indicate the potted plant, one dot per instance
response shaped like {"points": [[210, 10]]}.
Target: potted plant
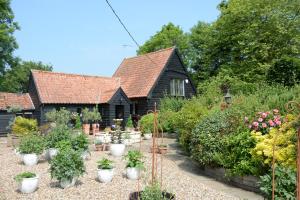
{"points": [[30, 148], [95, 117], [105, 170], [80, 143], [152, 192], [147, 134], [57, 134], [117, 147], [134, 164], [162, 148], [86, 117], [66, 167], [99, 146], [27, 182]]}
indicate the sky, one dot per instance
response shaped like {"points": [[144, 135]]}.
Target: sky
{"points": [[86, 38]]}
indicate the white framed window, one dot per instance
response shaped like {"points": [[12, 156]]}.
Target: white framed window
{"points": [[177, 87]]}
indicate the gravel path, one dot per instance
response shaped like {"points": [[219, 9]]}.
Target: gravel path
{"points": [[184, 187]]}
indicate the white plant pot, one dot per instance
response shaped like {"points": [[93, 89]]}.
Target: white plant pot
{"points": [[105, 175], [30, 159], [67, 183], [52, 152], [117, 149], [147, 136], [133, 173], [29, 185]]}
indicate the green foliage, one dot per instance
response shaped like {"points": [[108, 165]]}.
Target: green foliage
{"points": [[285, 71], [8, 42], [146, 123], [19, 178], [16, 79], [80, 142], [236, 156], [67, 165], [134, 159], [105, 163], [60, 117], [57, 134], [207, 139], [285, 184], [31, 144], [23, 126]]}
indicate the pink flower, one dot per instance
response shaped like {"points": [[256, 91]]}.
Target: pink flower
{"points": [[271, 123], [264, 115]]}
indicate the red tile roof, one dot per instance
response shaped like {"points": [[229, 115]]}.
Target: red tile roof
{"points": [[61, 88], [13, 99], [139, 74]]}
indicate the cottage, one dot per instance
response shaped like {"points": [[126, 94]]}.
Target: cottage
{"points": [[135, 87]]}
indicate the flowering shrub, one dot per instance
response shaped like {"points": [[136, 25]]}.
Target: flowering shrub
{"points": [[283, 138], [265, 121]]}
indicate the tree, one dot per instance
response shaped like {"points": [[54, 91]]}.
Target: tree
{"points": [[7, 41], [169, 35], [16, 79], [250, 35]]}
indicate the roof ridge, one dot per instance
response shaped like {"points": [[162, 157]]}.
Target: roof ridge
{"points": [[153, 52], [71, 74]]}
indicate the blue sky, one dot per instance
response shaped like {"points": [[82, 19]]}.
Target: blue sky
{"points": [[86, 38]]}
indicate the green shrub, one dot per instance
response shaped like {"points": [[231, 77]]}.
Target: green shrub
{"points": [[134, 159], [285, 184], [19, 178], [56, 135], [105, 164], [80, 142], [60, 117], [23, 126], [66, 165], [207, 139], [146, 123], [31, 144]]}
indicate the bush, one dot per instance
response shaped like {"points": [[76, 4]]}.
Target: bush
{"points": [[23, 126], [285, 183], [66, 165], [31, 144], [207, 139], [56, 135], [60, 117]]}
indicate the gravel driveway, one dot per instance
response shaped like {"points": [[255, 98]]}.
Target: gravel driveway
{"points": [[88, 187]]}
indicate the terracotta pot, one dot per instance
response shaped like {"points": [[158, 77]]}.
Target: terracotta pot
{"points": [[86, 128], [95, 128], [162, 150]]}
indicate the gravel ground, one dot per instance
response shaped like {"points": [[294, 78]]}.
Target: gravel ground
{"points": [[184, 187]]}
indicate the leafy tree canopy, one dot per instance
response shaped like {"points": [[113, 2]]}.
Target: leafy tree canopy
{"points": [[7, 41], [16, 79]]}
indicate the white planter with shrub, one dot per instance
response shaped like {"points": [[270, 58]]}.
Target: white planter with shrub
{"points": [[105, 170], [27, 182]]}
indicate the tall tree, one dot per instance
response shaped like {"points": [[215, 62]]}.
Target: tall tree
{"points": [[250, 35], [169, 35], [16, 79], [7, 41]]}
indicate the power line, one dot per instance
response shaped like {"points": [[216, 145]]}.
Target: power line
{"points": [[131, 36]]}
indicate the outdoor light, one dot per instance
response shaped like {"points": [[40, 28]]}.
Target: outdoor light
{"points": [[227, 97]]}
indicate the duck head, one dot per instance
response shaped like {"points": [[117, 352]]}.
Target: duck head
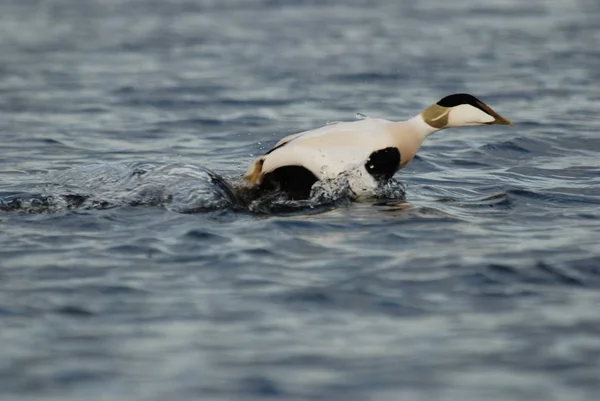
{"points": [[461, 110]]}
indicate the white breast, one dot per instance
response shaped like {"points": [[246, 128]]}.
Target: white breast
{"points": [[333, 149]]}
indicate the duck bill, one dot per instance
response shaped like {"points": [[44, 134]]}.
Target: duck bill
{"points": [[498, 119]]}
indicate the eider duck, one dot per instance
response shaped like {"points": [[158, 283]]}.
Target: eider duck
{"points": [[375, 146]]}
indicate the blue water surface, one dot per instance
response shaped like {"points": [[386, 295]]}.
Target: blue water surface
{"points": [[131, 270]]}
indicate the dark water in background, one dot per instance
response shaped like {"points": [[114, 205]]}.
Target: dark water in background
{"points": [[485, 288]]}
-*-*-
*REQUIRED ACTION:* Could the entries above be returned verbatim, with no pictures included?

*RESPONSE:*
indicate the potted plant, one dot per instance
response shaped like {"points": [[210, 10]]}.
Target: potted plant
{"points": [[30, 148], [95, 117], [105, 170], [80, 143], [152, 192], [147, 134], [57, 134], [117, 147], [134, 164], [162, 148], [86, 117], [66, 167], [99, 146], [27, 182]]}
indicate the sky, one dot per instance
response shaped like {"points": [[144, 135]]}.
Target: sky
{"points": [[86, 38]]}
indicate the white framed window, one dot per instance
response shaped like {"points": [[12, 156]]}.
Target: white framed window
{"points": [[177, 87]]}
indicate the gravel path, one dot per instance
response shaped like {"points": [[219, 9]]}.
Target: gravel path
{"points": [[184, 187]]}
indicate the white plant pot, one dot per instance
response shaped like {"points": [[93, 89]]}.
Target: white plant pot
{"points": [[105, 175], [30, 159], [67, 183], [52, 152], [117, 149], [147, 136], [133, 173], [29, 185]]}
indicate the green foliage, one dot per instance
response shaped like {"points": [[108, 165]]}.
Target: green foliage
{"points": [[285, 71], [8, 42], [146, 123], [19, 178], [16, 79], [80, 142], [236, 156], [67, 165], [134, 159], [105, 163], [60, 117], [57, 134], [207, 139], [285, 184], [31, 144], [23, 126]]}
indicate the pink flower, one dot per instance
response shaped like {"points": [[256, 91]]}.
Target: pink flower
{"points": [[271, 123], [264, 115]]}
indicate the red tile roof, one dot per instance
response shaped like {"points": [[229, 115]]}.
Target: red tile roof
{"points": [[61, 88], [13, 99], [139, 74]]}
indicate the cottage, one dot per instance
response shaped like {"points": [[126, 94]]}.
Target: cottage
{"points": [[135, 87]]}
indicate the flowering shrub, one dot per instance
response shaped like {"points": [[136, 25]]}.
Target: flowering shrub
{"points": [[283, 138], [265, 121]]}
indicate the tree, one dot per instance
response shaped like {"points": [[54, 91]]}.
Target: tree
{"points": [[7, 41], [169, 35], [16, 79], [250, 35]]}
indicate the roof ridge, one dot per instance
response shaped like {"points": [[162, 157]]}.
Target: roof ridge
{"points": [[153, 52], [71, 74]]}
indicate the blue sky, one dot per instance
response shaped like {"points": [[82, 19]]}.
Target: blue sky
{"points": [[86, 38]]}
indicate the green shrub, one dot per instance
response shaped like {"points": [[231, 77]]}.
Target: green shrub
{"points": [[134, 159], [285, 184], [19, 178], [56, 135], [105, 164], [80, 142], [60, 117], [23, 126], [66, 165], [207, 139], [146, 123], [31, 144]]}
indicate the bush, one dot per instance
response shaped like {"points": [[76, 4]]}.
Target: bush
{"points": [[23, 126], [285, 183], [66, 165], [31, 144], [207, 139], [56, 135], [60, 117]]}
indicate the gravel driveway, one dot per instance
response shaped like {"points": [[255, 98]]}.
Target: gravel driveway
{"points": [[88, 187]]}
indicate the terracotta pot, one dot per instance
response shaped like {"points": [[158, 77]]}.
Target: terracotta pot
{"points": [[86, 128], [95, 128], [162, 150]]}
indicate the gravel ground, one dot per instance
response shaped like {"points": [[294, 78]]}.
Target: gravel ground
{"points": [[184, 187]]}
indicate the leafy tree canopy, one dot per instance
response shaped like {"points": [[113, 2]]}.
Target: leafy tree canopy
{"points": [[7, 41], [16, 79]]}
indicate the white planter with shrub, one dot per instance
response shaped like {"points": [[270, 58]]}.
Target: white planter with shrub
{"points": [[105, 170], [27, 182]]}
indicate the tall tree, one dot per instance
response shaped like {"points": [[215, 62]]}.
Target: tall tree
{"points": [[250, 35], [169, 35], [16, 79], [7, 41]]}
indicate the power line, one dot per instance
response shaped like {"points": [[216, 145]]}.
Target: power line
{"points": [[131, 36]]}
indicate the outdoor light, one dot per instance
response shaped like {"points": [[40, 28]]}.
Target: outdoor light
{"points": [[227, 97]]}
indicate the duck head, one dot per instance
response shaped like {"points": [[117, 352]]}.
Target: duck head
{"points": [[461, 110]]}
indicate the white breast, one dot per instance
response shaped like {"points": [[246, 128]]}.
Target: white breast
{"points": [[333, 149]]}
indicate the duck bill, one dot per instance
response shaped like {"points": [[44, 134]]}.
Target: duck bill
{"points": [[498, 119]]}
indicate the eider duck, one dot per instance
response shaped like {"points": [[158, 283]]}.
Target: eider duck
{"points": [[375, 146]]}
indicate the blue water surface, one dot per instance
response shaped like {"points": [[386, 295]]}.
Target: blue water surface
{"points": [[131, 270]]}
indicate the dark water in background, one dot per instance
response shaped like {"points": [[114, 205]]}.
Target: dark water in background
{"points": [[485, 288]]}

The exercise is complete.